Supplied text:
= Beginning of Section =

2nd President of Willamette University
- In office 1860–1865
- Preceded by: Francis S. Hoyt
- Succeeded by: Leonard J. Powell
- In office 1870–1879
- Preceded by: Nelson Rounds
- Succeeded by: Charles E. Lambert

President of the University of Washington
- In office 1887–1895
- Preceded by: Leonard Jackson Powell
- Succeeded by: Mark Walrod Harrington

President of Oregon State University
- In office 1897–1907
- Preceded by: Henry B. Miller
- Succeeded by: William Jasper Kerr

Personal details
- Born: January 28, 1833 Milford, Ohio
- Died: April 22, 1913 (aged 80) Seattle, Washington
- Children: Claud Gatch
- Alma mater: Ohio Wesleyan University DePauw University
- Profession: educator
- Willamette University info

= Thomas M. Gatch =

American politician

Thomas Milton Gatch (January 28, 1833 - April 22, 1913) was an American pioneer educator on the Pacific Coast. He served one term as mayor of Salem, Oregon, was the president of what would become Oregon State University, served as the 10th president of the University of Washington, and twice served as president of Willamette University. A native of Ohio, he was the first president of Oregon State University to hold a doctorate degree.

= End of Section =

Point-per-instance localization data
= Beginning of Section =

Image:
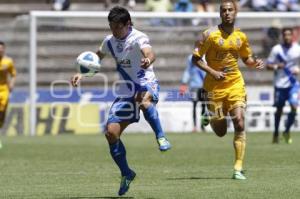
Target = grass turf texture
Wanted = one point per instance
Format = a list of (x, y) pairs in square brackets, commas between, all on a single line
[(198, 166)]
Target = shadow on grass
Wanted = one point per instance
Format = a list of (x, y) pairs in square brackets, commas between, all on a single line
[(100, 197), (199, 178)]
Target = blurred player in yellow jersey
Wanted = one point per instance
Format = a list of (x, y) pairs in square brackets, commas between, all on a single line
[(7, 81), (222, 46)]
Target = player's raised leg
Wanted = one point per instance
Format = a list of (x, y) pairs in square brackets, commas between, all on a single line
[(118, 153), (239, 142), (148, 106), (290, 121), (277, 117), (217, 120)]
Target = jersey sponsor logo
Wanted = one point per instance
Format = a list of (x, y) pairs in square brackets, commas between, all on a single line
[(119, 47), (125, 63), (128, 48), (221, 55), (238, 42), (221, 42), (3, 67)]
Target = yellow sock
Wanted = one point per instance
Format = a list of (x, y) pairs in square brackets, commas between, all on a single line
[(239, 147)]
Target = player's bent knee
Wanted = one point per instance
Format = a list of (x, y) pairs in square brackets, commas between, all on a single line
[(145, 104), (112, 135), (219, 127)]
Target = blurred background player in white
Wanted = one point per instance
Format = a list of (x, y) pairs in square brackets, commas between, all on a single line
[(7, 82), (222, 46), (192, 79), (284, 61), (134, 56)]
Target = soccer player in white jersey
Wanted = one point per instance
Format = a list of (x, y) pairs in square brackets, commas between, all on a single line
[(134, 57), (284, 61)]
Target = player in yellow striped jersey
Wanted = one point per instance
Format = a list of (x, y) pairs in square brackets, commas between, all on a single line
[(7, 81), (222, 46)]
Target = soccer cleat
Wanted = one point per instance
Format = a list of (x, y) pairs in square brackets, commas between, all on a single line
[(125, 182), (205, 119), (164, 144), (239, 175), (287, 138), (275, 140)]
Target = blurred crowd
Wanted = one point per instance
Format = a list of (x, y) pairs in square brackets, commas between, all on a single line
[(190, 5)]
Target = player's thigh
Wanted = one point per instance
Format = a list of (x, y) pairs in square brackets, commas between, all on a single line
[(294, 98), (238, 118), (281, 95), (3, 100), (114, 131)]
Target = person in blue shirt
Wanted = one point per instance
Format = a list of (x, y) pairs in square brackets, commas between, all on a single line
[(183, 6), (284, 61), (192, 79)]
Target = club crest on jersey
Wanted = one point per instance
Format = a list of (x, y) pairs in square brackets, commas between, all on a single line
[(119, 47), (4, 67), (238, 42), (221, 42)]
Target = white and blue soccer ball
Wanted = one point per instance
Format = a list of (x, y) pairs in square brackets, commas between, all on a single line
[(88, 63)]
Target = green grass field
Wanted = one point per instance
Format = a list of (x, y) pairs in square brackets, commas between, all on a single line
[(198, 166)]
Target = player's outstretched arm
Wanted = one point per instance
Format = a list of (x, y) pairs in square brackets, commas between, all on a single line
[(100, 54), (254, 62), (198, 61), (76, 79), (149, 57)]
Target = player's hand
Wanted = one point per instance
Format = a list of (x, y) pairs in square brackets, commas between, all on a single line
[(259, 64), (145, 62), (218, 75), (182, 89), (76, 79), (295, 70), (281, 65), (10, 87)]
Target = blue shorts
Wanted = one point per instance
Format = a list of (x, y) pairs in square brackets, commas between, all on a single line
[(126, 109), (291, 94)]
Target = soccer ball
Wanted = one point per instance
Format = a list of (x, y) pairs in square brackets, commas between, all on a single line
[(88, 63)]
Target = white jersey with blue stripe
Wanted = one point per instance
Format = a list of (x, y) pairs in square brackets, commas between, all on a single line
[(290, 56), (127, 54)]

= End of Section =

Exercise set:
a. Do these statements agree with the Gatch biography above? (i) Gatch was born in Milford, Ohio. (ii) Gatch served two terms as mayor of Salem, Oregon. (iii) Gatch was the 10th president of the University of Washington. Answer each with yes or no and quote the deciding words.
b. Return the passage of the Gatch biography from "American politician" up to and including "a doctorate degree.".

Answers for the tasks:
a.
(i) Yes: "Born: January 28, 1833 Milford, Ohio"
(ii) No: "He served one term as mayor of Salem, Oregon"
(iii) Yes: "served as the 10th president of the University of Washington"

b.
American politician

Thomas Milton Gatch (January 28, 1833 - April 22, 1913) was an American pioneer educator on the Pacific Coast. He served one term as mayor of Salem, Oregon, was the president of what would become Oregon State University, served as the 10th president of the University of Washington, and twice served as president of Willamette University. A native of Ohio, he was the first president of Oregon State University to hold a doctorate degree.